# [Exercise input]
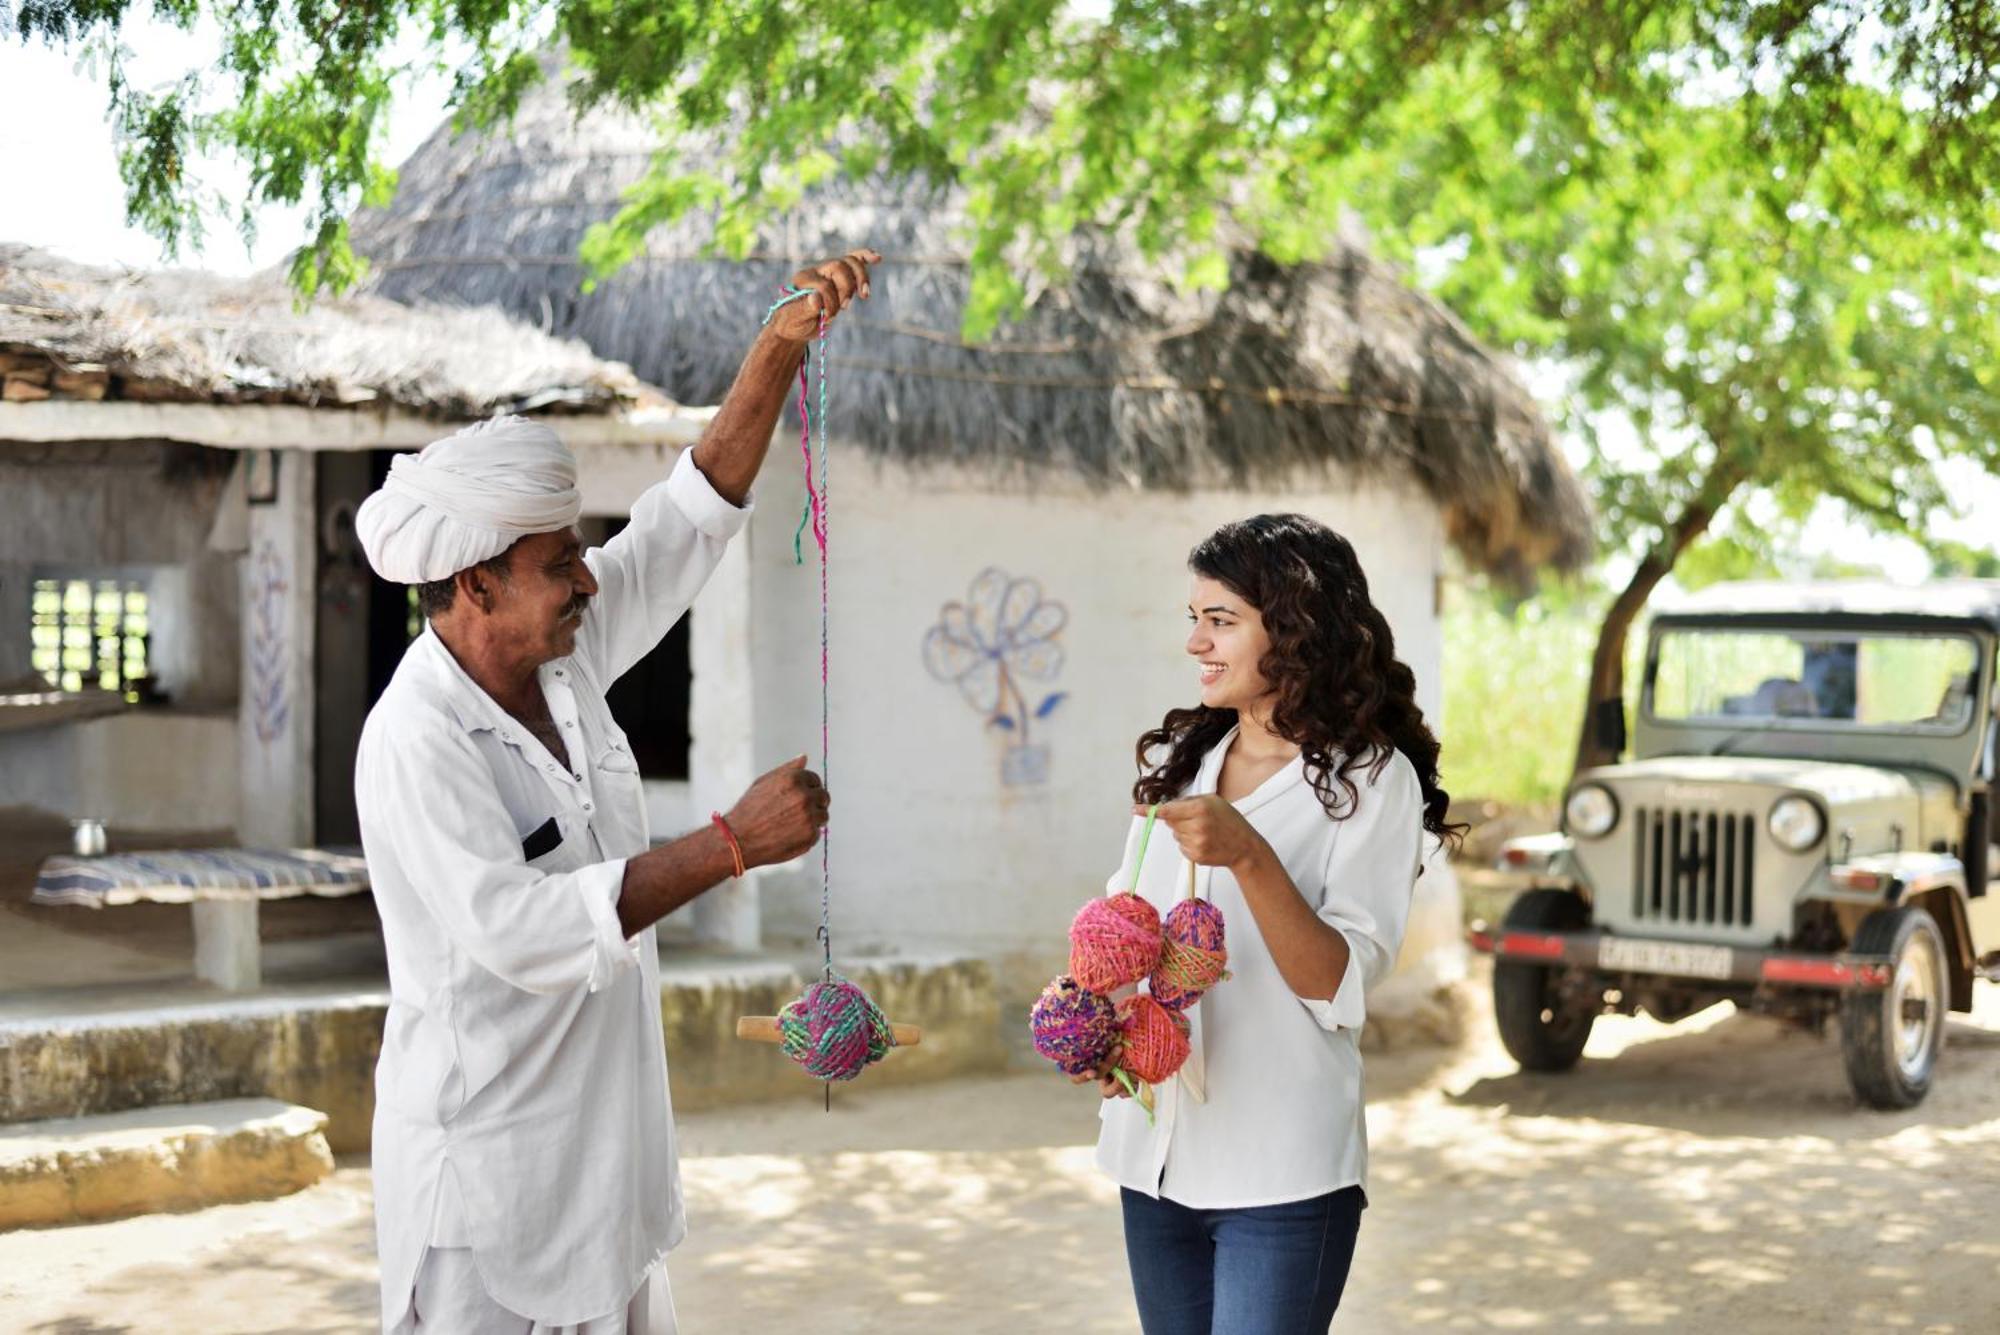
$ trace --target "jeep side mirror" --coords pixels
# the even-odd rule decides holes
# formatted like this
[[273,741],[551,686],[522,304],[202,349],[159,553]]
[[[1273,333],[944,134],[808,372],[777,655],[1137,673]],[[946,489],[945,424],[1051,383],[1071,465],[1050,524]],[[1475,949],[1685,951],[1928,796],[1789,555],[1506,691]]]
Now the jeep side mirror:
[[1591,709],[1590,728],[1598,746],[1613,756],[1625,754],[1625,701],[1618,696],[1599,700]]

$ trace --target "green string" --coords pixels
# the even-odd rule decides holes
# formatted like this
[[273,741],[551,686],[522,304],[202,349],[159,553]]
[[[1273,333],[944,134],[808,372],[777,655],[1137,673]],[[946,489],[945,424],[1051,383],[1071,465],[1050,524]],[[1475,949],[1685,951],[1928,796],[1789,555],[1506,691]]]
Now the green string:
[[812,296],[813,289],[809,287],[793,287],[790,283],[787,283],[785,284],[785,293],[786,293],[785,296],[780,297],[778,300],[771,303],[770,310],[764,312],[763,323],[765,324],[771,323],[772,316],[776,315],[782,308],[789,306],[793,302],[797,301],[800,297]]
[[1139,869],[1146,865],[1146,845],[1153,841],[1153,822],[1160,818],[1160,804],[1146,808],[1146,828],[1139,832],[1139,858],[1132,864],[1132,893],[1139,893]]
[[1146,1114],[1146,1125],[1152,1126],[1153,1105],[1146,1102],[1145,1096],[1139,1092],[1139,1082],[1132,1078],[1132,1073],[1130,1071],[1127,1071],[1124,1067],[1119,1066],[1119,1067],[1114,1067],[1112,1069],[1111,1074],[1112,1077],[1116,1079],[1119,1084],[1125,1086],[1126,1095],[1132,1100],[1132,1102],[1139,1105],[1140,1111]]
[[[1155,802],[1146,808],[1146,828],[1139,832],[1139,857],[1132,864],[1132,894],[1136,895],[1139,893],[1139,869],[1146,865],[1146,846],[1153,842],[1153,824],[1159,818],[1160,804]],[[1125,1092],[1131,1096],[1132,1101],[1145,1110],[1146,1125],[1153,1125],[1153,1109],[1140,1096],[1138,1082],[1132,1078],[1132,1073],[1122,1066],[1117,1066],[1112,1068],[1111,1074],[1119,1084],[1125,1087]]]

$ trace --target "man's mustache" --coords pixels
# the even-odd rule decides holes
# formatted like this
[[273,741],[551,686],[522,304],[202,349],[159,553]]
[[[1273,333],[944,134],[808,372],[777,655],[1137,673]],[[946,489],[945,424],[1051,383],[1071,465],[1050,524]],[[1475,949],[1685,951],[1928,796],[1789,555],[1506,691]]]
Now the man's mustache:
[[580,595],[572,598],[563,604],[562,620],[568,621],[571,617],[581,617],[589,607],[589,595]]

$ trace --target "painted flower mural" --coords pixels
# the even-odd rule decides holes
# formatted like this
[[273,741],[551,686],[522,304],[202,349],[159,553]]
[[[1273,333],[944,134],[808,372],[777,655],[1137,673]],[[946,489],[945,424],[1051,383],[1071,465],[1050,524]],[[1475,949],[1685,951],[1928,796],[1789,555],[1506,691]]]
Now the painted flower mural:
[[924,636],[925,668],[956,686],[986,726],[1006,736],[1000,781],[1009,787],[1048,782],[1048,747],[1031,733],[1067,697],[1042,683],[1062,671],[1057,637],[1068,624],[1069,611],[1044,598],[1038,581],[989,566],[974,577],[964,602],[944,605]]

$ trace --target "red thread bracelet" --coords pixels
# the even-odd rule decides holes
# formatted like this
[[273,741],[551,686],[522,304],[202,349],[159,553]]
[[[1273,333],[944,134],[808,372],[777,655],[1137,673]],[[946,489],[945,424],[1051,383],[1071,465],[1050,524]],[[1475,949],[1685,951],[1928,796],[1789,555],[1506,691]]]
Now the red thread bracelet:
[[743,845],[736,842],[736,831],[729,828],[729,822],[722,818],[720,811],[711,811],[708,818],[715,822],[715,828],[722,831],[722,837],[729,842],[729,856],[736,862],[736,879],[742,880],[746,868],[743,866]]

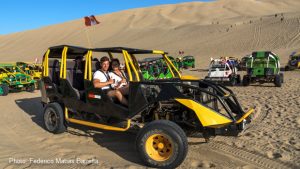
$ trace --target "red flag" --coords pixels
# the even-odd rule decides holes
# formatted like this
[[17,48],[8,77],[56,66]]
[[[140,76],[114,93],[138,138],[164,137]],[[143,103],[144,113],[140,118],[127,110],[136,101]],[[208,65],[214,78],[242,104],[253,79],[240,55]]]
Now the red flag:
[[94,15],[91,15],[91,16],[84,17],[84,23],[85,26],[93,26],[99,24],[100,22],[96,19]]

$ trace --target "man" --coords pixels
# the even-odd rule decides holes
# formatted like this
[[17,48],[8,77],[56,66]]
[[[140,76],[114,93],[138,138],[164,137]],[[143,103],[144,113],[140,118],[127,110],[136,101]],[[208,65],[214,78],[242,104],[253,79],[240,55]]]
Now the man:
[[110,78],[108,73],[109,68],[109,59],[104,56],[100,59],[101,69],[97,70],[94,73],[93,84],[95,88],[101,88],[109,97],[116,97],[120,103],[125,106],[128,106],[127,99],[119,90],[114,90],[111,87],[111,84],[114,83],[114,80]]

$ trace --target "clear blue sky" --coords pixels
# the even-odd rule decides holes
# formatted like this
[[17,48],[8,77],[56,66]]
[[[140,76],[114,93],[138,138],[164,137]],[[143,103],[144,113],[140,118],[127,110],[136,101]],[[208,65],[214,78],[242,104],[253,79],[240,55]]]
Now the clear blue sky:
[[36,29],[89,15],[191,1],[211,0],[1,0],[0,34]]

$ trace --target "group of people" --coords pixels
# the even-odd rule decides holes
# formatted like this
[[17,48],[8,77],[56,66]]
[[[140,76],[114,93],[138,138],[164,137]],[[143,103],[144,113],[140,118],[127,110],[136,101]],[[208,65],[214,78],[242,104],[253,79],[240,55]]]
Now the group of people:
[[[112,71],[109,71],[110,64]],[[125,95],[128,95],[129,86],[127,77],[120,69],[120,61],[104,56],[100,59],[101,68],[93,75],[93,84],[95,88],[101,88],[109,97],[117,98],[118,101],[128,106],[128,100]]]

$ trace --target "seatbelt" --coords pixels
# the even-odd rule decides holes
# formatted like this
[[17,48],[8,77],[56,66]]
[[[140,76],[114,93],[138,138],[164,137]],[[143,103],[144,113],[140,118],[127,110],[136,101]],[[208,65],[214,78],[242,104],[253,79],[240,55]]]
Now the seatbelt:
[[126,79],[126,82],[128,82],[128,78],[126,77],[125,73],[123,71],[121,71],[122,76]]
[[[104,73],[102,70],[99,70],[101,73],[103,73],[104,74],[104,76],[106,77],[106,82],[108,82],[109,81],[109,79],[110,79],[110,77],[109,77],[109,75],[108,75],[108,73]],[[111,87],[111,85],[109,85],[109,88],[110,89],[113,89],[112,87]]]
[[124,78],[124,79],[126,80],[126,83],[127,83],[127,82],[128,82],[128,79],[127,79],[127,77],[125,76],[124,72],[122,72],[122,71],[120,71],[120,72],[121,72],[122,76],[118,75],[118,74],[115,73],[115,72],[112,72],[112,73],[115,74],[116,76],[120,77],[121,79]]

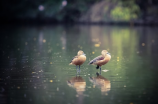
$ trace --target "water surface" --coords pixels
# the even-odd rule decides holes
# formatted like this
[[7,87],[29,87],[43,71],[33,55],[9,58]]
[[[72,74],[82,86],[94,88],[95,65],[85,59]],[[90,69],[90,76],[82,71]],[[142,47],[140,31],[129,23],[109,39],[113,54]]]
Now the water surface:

# [What the task asks]
Retype each record exactly as it stands, but do not include the pictures.

# [Result of this exercise]
$ trace --target "jeep side mirror" --coords pixels
# the even-odd rule decides holes
# formatted like this
[[273,741],[551,686],[522,304],[202,349],[159,553]]
[[[1273,333],[944,134],[808,372],[777,655],[1137,673]],[[946,489],[945,424],[1051,383],[1071,465],[1050,524]],[[1475,949],[1685,951],[1928,796],[1789,555],[1506,691]]]
Now the jeep side mirror:
[[1591,709],[1590,728],[1598,746],[1613,756],[1625,754],[1625,701],[1618,696],[1599,700]]

$ trace --target "green string" --coords pixels
# the even-odd rule decides holes
# formatted like this
[[273,741],[551,686],[522,304],[202,349],[159,553]]
[[[1273,333],[944,134],[808,372],[777,655],[1137,673]],[[946,489],[945,424],[1051,383],[1071,465],[1050,524]],[[1475,949],[1685,951],[1928,796],[1789,555],[1506,691]]]
Now the green string:
[[812,296],[813,289],[809,287],[793,287],[790,283],[787,283],[785,284],[785,293],[786,293],[785,296],[780,297],[778,300],[771,303],[770,310],[764,312],[763,323],[765,324],[771,323],[772,316],[776,315],[782,308],[789,306],[793,302],[797,301],[800,297]]
[[1139,869],[1146,865],[1146,845],[1153,841],[1153,822],[1160,818],[1160,804],[1146,808],[1146,828],[1139,832],[1139,858],[1132,864],[1132,893],[1139,893]]
[[1146,1114],[1146,1125],[1152,1126],[1153,1105],[1146,1102],[1145,1096],[1139,1092],[1139,1082],[1132,1078],[1132,1073],[1130,1071],[1127,1071],[1124,1067],[1119,1066],[1119,1067],[1114,1067],[1112,1069],[1111,1074],[1112,1077],[1116,1079],[1119,1084],[1125,1086],[1126,1095],[1132,1100],[1132,1102],[1139,1105],[1140,1111]]
[[[1155,802],[1146,808],[1146,828],[1139,832],[1139,857],[1132,864],[1132,894],[1136,895],[1139,893],[1139,869],[1146,865],[1146,846],[1153,842],[1153,824],[1159,818],[1160,804]],[[1125,1092],[1131,1096],[1132,1101],[1145,1110],[1146,1125],[1153,1125],[1153,1109],[1140,1096],[1138,1082],[1132,1078],[1132,1073],[1122,1066],[1117,1066],[1112,1068],[1111,1074],[1119,1084],[1125,1087]]]

$ trace --target "man's mustache" --coords pixels
# the even-odd rule decides holes
# formatted like this
[[273,741],[551,686],[522,304],[202,349],[159,553]]
[[[1273,333],[944,134],[808,372],[777,655],[1137,673]],[[946,489],[945,424],[1051,383],[1071,465],[1050,524]],[[1475,949],[1685,951],[1928,796],[1789,555],[1506,691]]]
Now the man's mustache:
[[580,595],[572,598],[563,604],[562,620],[568,621],[571,617],[581,617],[589,607],[589,595]]

$ trace --target "painted flower mural" --coords pixels
# the even-odd rule decides holes
# formatted like this
[[273,741],[551,686],[522,304],[202,349],[159,553]]
[[[1273,333],[944,134],[808,372],[777,655],[1137,673]],[[946,489],[945,424],[1051,383],[1071,465],[1050,524]],[[1475,949],[1685,951],[1928,796],[1789,555],[1506,691]]]
Now the painted flower mural:
[[924,636],[925,668],[956,686],[986,726],[1006,736],[1000,781],[1009,787],[1048,782],[1048,747],[1031,733],[1067,697],[1042,683],[1062,671],[1057,637],[1068,624],[1069,611],[1044,598],[1038,581],[989,566],[974,577],[964,602],[944,605]]

$ trace --target "red thread bracelet" --coords pixels
# the even-odd rule decides holes
# formatted like this
[[273,741],[551,686],[522,304],[202,349],[159,553]]
[[[1273,333],[944,134],[808,372],[777,655],[1137,673]],[[946,489],[945,424],[1051,383],[1071,465],[1050,524]],[[1475,949],[1685,951],[1928,796],[1789,555],[1506,691]]]
Now the red thread bracelet:
[[743,845],[736,842],[736,831],[729,828],[729,822],[722,818],[720,811],[711,811],[708,818],[715,822],[715,828],[722,831],[722,837],[729,842],[729,856],[736,862],[736,879],[742,880],[746,868],[743,866]]

$ trace --target "red flag" --coords pixels
# the even-odd rule decides holes
# formatted like this
[[17,48],[8,77],[56,66]]
[[[140,76],[114,93],[138,138],[164,137]],[[143,103],[144,113],[140,118],[127,110],[136,101]],[[208,65],[214,78],[242,104],[253,79],[240,55]]]
Now the red flag:
[[94,15],[91,15],[91,16],[84,17],[84,23],[85,26],[93,26],[99,24],[100,22],[96,19]]

$ trace --target "man" --coords pixels
# the even-odd rule decides holes
# formatted like this
[[17,48],[8,77],[56,66]]
[[[140,76],[114,93],[138,138],[164,137]],[[143,103],[144,113],[140,118],[127,110],[136,101]],[[208,65],[214,78],[242,104],[253,79],[240,55]]]
Now the man:
[[110,78],[108,73],[109,68],[109,59],[104,56],[100,59],[101,69],[97,70],[94,73],[93,84],[95,88],[101,88],[109,97],[116,97],[120,103],[125,106],[128,106],[127,99],[119,90],[114,90],[111,87],[111,84],[114,83],[114,80]]

$ trace --target "clear blue sky" --coords pixels
# the even-odd rule decides holes
# formatted like this
[[17,48],[8,77],[56,66]]
[[[140,76],[114,93],[138,138],[164,137]],[[143,103],[144,113],[140,118],[127,110],[136,101]],[[208,65],[214,78],[242,104],[253,79],[240,55]]]
Now the clear blue sky:
[[36,29],[89,15],[191,1],[211,0],[1,0],[0,34]]

$ trace --target "group of people" --coords pixels
# the even-odd rule decides holes
# formatted like this
[[17,48],[8,77],[56,66]]
[[[140,76],[114,93],[138,138],[164,137]],[[143,103],[144,113],[140,118],[127,110],[136,101]],[[208,65],[214,78],[242,104],[253,79],[240,55]]]
Now the group of people:
[[[112,71],[109,71],[110,64]],[[125,95],[128,95],[129,86],[127,77],[120,69],[120,61],[104,56],[100,59],[101,68],[93,75],[93,84],[95,88],[101,88],[109,97],[117,98],[118,101],[128,106],[128,100]]]

$ trace --target "seatbelt" --coords pixels
# the even-odd rule decides holes
# formatted like this
[[17,48],[8,77],[56,66]]
[[[140,76],[114,93],[138,138],[164,137]],[[143,103],[144,113],[140,118],[127,110],[136,101]],[[208,65],[214,78],[242,104],[253,79],[240,55]]]
Now the seatbelt:
[[126,79],[126,82],[128,82],[128,78],[126,77],[125,73],[123,71],[121,71],[122,76]]
[[[104,73],[102,70],[99,70],[101,73],[103,73],[104,74],[104,76],[106,77],[106,82],[108,82],[109,81],[109,79],[110,79],[110,77],[109,77],[109,75],[108,75],[108,73]],[[111,87],[111,85],[109,85],[109,88],[110,89],[113,89],[112,87]]]
[[124,78],[124,79],[126,80],[126,83],[127,83],[127,82],[128,82],[128,79],[127,79],[127,77],[125,76],[124,72],[122,72],[122,71],[120,71],[120,72],[121,72],[122,76],[118,75],[118,74],[115,73],[115,72],[112,72],[112,73],[115,74],[116,76],[120,77],[121,79]]

$ trace --target "water surface" --coords pixels
# the even-odd rule decides holes
# formatted like this
[[7,87],[29,87],[43,71],[33,55],[9,58]]
[[[72,74],[82,86],[94,88],[95,65],[85,59]],[[90,69],[90,76],[82,71]],[[142,47],[140,31],[129,23],[109,39],[113,54]]]
Now the water surface:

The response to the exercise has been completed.